▶ Document section:
[start]

Support for attention free models in V1

christian-pinto · christian-pinto · commit bec56282e199 · 2025-06-24T10:43:08.000Z
diff --git a/vllm/v1/core/kv_cache_manager.py b/vllm/v1/core/kv_cache_manager.py
@@ -63,6 +63,53 @@ def new_empty(self) -> "KVCacheBlocks":
         """Creates a new KVCacheBlocks instance with no blocks."""
         return KVCacheBlocks(tuple([] for _ in range(len(self.blocks))))
 
+class DummyKVCacheManager:
+    @property
+    def usage(self) -> float:
+        return 0.0
+
+    def make_prefix_cache_stats(self) -> Optional[PrefixCacheStats]:
+        return None
+
+    def get_computed_blocks(self,
+                            request: Request) -> tuple[KVCacheBlocks, int]:
+        return(KVCacheBlocks([]), 0)
+
+    def allocate_slots(
+        self,
+        request: Request,
+        num_new_tokens: int,
+        num_new_computed_tokens: int = 0,
+        new_computed_blocks: Optional[KVCacheBlocks] = None,
+        num_draft_tokens: int = 0,
+        num_lookahead_tokens: int = 0,
+        delay_cache_blocks: bool = False,
+    ) -> Optional[KVCacheBlocks]:
+        #if we do not return a KV cache block requests are unschedulable
+        return KVCacheBlocks([KVCacheBlock(block_id=0)])

[end]

▶ Stored data:
[start]

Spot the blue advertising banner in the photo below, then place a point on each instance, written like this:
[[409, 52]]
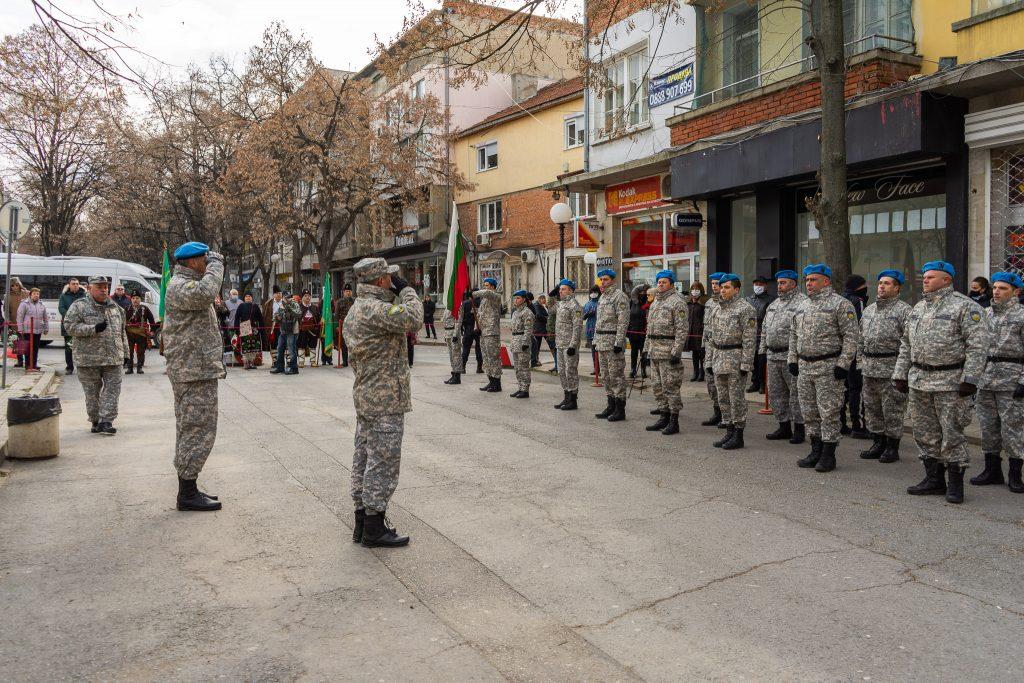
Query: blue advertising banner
[[671, 85]]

[end]

▶ Work to complete:
A. In the attention-free models commit diff, what value does the usage property of DummyKVCacheManager return?
B. Write the next part of the attention-free models commit diff, starting after the return line of allocate_slots.

▶ Answers per task:
A. It returns 0.0.

B.
+
+    def free(self, request: Request) -> None:
+        pass
+
+    def reset_prefix_cache(self) -> bool:
+        return True
+
+    def get_num_common_prefix_blocks(
+        self,
+        request: Request,
+        num_running_requests: int,
+    ) -> list[int]:
+        return []
+
+    def free_block_hashes(self, request: Request) -> None:
+        pass
+
+    def take_events(self) -> list[KVCacheEvent]:
+        return []
+
+    def get_block_ids(self, request_id: str) -> list[list[int]]:
+        """Get the block ids of a request."""
+        return []
 
 class KVCacheManager:
 
diff --git a/vllm/v1/core/sched/scheduler.py b/vllm/v1/core/sched/scheduler.py
@@ -18,7 +18,7 @@
 from vllm.multimodal import MULTIMODAL_REGISTRY, MultiModalRegistry
 from vllm.v1.core.encoder_cache_manager import (EncoderCacheManager,
                                                 compute_encoder_budget)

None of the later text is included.